Mere recognition of his successes was never enough for Arnold, who craved the acclaim he believed was his due. In addition, Arnold had a powerful streak of self-righteousness and never could admit he might be in the wrong. In his business career he had been known for, on the one hand, not paying his debts while, on the other, pressing anyone who owed him, and these traits became even more pronounced during the war. Arnold demanded not just promotion but seniority, and quarreled with other generals (he and Horatio Gates feuded constantly). On top of that, he was angry with Congress, which failed to support the army adequately, and engaged in profiteering, which led to a drawn-out court martial that he demanded to clear his name.

Overall, Brumwell’s portrait is of a greatly talented man who was astonishingly vain, completely lacking in self-awareness, and always cash-strapped. Little wonder, then, that Arnold became more and more alienated from his colleagues and superiors. The alliance with Catholic France—the historic enemy of Protestant England and its colonists—and Congress’s failure to respond to a British overture for talks, Brumwell argues, pushed Arnold over the edge. These “converging grievances that alienated Arnold from the Patriots,” moreover, came at a low point in American fortunes and so led him to justify his defection as a noble act. The war had become futile, Arnold convinced himself, and therefore his espionage was a step toward reconciliation with the mother country and healing the “gaping fratricidal wound between Crown and colonies.” (163–4)

● **INFORMATION GIVEN**:

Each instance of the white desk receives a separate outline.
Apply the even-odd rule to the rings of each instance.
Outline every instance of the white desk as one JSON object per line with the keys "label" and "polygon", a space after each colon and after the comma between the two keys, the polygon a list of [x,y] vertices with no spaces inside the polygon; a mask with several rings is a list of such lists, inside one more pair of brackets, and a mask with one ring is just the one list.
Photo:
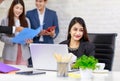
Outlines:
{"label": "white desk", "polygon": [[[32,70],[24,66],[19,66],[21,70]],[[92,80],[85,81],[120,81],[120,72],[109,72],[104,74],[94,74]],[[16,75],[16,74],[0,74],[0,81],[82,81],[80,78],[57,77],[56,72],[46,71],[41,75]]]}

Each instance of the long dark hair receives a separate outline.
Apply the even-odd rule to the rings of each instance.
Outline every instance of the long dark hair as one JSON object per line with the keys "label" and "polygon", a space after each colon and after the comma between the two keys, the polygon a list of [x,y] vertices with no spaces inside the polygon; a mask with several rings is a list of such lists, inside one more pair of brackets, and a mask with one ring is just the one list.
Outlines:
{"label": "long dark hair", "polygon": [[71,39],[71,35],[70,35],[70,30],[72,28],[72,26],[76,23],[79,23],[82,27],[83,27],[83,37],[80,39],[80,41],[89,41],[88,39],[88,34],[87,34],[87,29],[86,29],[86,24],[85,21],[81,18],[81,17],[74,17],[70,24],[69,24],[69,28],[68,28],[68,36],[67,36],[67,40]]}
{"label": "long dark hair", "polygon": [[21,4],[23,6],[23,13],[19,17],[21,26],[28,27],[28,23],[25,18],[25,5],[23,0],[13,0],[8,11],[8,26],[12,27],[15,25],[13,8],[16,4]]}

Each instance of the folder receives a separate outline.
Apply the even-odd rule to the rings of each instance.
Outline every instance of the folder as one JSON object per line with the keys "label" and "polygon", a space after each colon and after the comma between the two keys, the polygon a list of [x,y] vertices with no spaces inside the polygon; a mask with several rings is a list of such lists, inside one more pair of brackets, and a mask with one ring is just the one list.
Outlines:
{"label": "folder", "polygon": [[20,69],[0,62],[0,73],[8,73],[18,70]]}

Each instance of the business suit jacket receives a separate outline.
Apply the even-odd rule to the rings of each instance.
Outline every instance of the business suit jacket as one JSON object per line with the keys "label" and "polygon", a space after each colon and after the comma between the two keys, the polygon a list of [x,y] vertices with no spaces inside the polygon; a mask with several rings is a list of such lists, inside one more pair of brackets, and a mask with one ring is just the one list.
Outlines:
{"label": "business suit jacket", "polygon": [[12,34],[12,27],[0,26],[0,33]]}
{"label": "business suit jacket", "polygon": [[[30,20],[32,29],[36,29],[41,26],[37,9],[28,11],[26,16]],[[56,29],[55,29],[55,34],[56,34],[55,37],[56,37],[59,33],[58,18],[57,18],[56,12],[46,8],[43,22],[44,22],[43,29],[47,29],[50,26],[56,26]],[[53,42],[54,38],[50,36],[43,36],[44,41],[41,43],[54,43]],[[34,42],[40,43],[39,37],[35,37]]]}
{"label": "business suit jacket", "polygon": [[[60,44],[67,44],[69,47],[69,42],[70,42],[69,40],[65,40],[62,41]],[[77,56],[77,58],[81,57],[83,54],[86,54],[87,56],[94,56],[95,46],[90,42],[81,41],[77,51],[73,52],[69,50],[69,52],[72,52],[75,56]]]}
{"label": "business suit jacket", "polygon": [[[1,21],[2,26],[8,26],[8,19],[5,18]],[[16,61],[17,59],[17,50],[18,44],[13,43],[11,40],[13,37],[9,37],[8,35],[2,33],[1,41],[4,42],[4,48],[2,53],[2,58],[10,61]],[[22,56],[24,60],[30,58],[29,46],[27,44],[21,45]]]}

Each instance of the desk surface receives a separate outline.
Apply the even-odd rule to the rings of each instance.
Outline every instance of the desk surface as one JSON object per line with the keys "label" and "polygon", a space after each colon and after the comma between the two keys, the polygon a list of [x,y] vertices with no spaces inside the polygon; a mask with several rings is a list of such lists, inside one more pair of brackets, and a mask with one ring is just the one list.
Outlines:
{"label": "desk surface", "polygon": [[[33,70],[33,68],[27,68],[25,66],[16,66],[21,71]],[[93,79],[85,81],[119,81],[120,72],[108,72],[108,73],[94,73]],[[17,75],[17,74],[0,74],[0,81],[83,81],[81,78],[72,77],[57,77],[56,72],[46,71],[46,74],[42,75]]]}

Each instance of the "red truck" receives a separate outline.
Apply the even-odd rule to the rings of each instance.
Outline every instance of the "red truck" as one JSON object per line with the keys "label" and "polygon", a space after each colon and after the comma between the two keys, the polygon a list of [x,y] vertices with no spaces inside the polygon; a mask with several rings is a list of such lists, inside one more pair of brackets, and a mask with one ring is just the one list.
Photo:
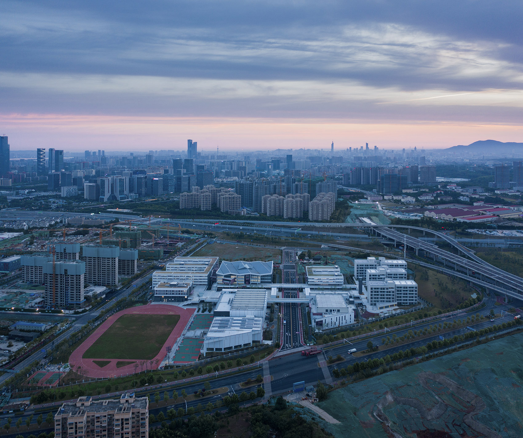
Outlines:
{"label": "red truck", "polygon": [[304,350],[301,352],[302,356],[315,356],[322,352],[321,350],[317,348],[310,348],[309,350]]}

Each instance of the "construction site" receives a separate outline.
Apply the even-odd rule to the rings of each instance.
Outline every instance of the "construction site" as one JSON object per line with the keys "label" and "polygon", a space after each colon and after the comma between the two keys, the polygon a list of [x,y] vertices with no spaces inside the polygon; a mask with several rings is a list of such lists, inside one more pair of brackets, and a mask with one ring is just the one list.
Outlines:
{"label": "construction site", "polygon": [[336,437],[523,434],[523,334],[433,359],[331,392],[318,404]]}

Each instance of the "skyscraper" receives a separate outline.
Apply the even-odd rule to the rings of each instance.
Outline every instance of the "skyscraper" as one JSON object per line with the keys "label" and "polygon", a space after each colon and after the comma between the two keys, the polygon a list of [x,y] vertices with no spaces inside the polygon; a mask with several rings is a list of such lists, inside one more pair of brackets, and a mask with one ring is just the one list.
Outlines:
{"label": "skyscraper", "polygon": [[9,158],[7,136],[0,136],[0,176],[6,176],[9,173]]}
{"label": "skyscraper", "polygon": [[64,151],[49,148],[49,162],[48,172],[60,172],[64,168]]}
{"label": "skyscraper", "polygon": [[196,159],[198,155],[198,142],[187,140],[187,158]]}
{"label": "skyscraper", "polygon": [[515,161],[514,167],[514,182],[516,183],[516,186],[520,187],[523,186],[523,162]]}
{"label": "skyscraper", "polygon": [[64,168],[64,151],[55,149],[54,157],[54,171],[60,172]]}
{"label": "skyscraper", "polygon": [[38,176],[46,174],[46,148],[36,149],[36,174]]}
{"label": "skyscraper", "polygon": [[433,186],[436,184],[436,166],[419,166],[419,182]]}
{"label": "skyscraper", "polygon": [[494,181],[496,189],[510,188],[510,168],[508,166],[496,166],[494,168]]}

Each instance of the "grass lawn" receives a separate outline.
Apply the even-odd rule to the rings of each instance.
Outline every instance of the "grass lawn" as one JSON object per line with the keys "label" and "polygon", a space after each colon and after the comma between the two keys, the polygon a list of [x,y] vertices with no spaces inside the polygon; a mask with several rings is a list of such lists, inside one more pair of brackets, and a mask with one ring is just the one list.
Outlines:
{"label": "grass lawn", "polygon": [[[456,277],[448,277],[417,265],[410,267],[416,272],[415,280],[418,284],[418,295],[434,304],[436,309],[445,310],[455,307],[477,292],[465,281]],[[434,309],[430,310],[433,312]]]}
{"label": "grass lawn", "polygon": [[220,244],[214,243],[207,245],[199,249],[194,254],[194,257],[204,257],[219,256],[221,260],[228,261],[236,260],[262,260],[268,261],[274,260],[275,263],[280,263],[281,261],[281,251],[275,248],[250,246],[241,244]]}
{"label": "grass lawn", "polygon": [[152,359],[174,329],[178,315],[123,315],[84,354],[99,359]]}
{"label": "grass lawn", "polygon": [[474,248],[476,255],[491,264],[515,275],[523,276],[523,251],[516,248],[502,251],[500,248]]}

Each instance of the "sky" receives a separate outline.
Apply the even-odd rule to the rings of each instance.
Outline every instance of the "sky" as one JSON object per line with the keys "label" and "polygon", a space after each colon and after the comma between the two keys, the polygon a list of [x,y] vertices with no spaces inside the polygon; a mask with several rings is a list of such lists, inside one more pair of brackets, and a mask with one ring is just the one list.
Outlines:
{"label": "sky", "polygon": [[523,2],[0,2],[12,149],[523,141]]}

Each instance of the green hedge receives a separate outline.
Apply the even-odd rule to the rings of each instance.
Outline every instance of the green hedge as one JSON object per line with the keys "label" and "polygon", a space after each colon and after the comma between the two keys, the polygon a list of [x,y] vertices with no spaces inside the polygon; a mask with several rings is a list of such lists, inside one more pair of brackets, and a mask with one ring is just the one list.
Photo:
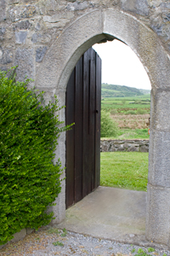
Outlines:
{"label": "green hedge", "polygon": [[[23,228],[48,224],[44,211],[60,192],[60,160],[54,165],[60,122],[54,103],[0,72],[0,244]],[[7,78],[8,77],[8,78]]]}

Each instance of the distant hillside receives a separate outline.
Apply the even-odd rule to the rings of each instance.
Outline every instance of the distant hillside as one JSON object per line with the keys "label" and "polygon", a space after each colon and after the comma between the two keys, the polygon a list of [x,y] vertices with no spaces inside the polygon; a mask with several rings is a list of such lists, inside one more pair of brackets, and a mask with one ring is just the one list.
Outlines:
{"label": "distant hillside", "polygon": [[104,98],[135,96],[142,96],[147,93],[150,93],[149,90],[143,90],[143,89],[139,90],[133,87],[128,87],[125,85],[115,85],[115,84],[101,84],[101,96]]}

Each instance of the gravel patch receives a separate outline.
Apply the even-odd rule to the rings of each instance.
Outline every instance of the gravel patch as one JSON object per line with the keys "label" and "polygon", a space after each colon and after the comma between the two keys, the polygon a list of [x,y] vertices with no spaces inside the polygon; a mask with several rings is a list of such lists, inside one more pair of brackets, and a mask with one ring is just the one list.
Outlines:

● **SET TASKS**:
1) Which traits of Arnold does the Arnold excerpt list as making up Brumwell's portrait of him?
2) Can you return the passage of the Arnold excerpt that runs from "Mere recognition of" up to and including "clear his name.", word for word?

● **SOLUTIONS IN ORDER**:
1)
- greatly talented
- astonishingly vain
- completely lacking in self-awareness
- always cash-strapped

2)
Mere recognition of his successes was never enough for Arnold, who craved the acclaim he believed was his due. In addition, Arnold had a powerful streak of self-righteousness and never could admit he might be in the wrong. In his business career he had been known for, on the one hand, not paying his debts while, on the other, pressing anyone who owed him, and these traits became even more pronounced during the war. Arnold demanded not just promotion but seniority, and quarreled with other generals (he and Horatio Gates feuded constantly). On top of that, he was angry with Congress, which failed to support the army adequately, and engaged in profiteering, which led to a drawn-out court martial that he demanded to clear his name.